SELECTED TEXT:
Diary of Charles Francis Adams, volume 3

Tuesday. 13th. CFA

1829-10-13

Tuesday. 13th. CFA
Tuesday. 13th.

Morning at the Office a portion of the time engaged in my usual business of looking over accounts, and arranging further those of my brother’s Estate so far as to settle all existing demands against it excepting that from his Tailor which must wait. I feel myself however quite fortunate in having progressed so far. I then went to make purchases for my father after which I went down to the Estate be-44longing to my father in Common Street to look at the state of the Property and inquire after Orcutt who had not been near me since the memorable time when he announced to me that he should be unable to pay me. I found he had not yet quitted the Tenement and his Wife who in appearance was quite an honest creature seemed hurt even at the intimation that they should leave without a settlement—A thing I had a little apprehended. I saw Hollis the Carpenter and gave him directions for attending to Mrs. Longhurst’s Pump and some few other things which appeared requisite and necessary to be done, and then left them to return, home and see Abby who was going to Cambridge, to pay visits. I had thought of going with her but upon reflection thought it would be best to return to my Office and read a little of Marshall. But as my ideas could not easily be fixed I went into Mr. Kinsman’s Office to see about the Note which the City Guards owe to my brother, and from thence I dropped in and chatted with Davis and Winthrop for an hour or so.1 A man, name unknown called to see me about the Rumford which my father had asked me to order him and I then gave him as good directions upon the subject as I was able.

INFORMATION SUPPLIED:
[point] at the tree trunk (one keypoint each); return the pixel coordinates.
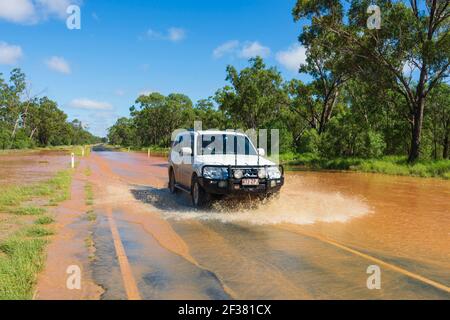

==

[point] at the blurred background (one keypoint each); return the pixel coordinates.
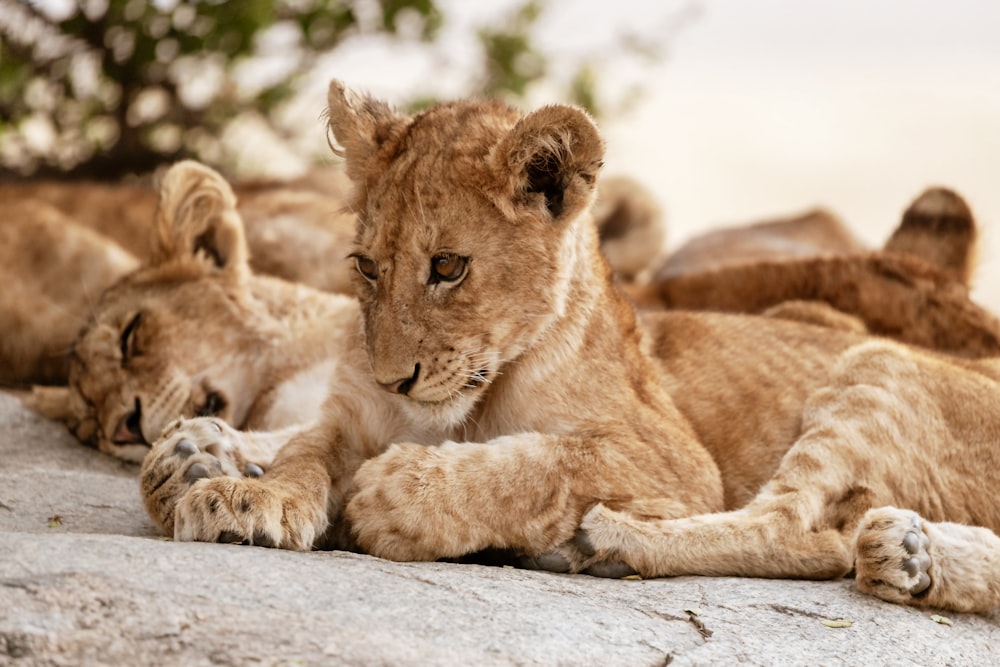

WRITTEN TASKS:
a – List every person named in the body of the diary entry.
b – In the diary, which demand against the brother's Estate was left unsettled?
c – Rewrite the diary paragraph beginning "Morning at the Office" as a brief list of the day's activities.
The lines after the diary come from a separate source.

PROBLEM SOLUTIONS:
a – Orcutt, Hollis, Mrs. Longhurst, Abby, Marshall, Mr. Kinsman, Davis, Winthrop

b – The demand from his Tailor.

c –
- Spent part of the morning at the Office reviewing accounts and settling every demand against his brother's Estate except the Tailor's.
- Made purchases for his father.
- Went to his father's property in Common Street to check on it and ask after Orcutt, who had said he could not pay. Found Orcutt still in the Tenement, and his Wife seemed hurt at the suggestion that they might leave without a settlement.
- Directed Hollis the Carpenter to see to Mrs. Longhurst's Pump and a few other necessary repairs.
- Returned home to see Abby before she left for Cambridge to pay visits, then went back to the Office to read Marshall instead of going with her.
- Unable to concentrate, visited Mr. Kinsman's Office about the Note the City Guards owe his brother, then chatted with Davis and Winthrop for about an hour.
- Gave directions to an unnamed man about the Rumford his father had asked him to order.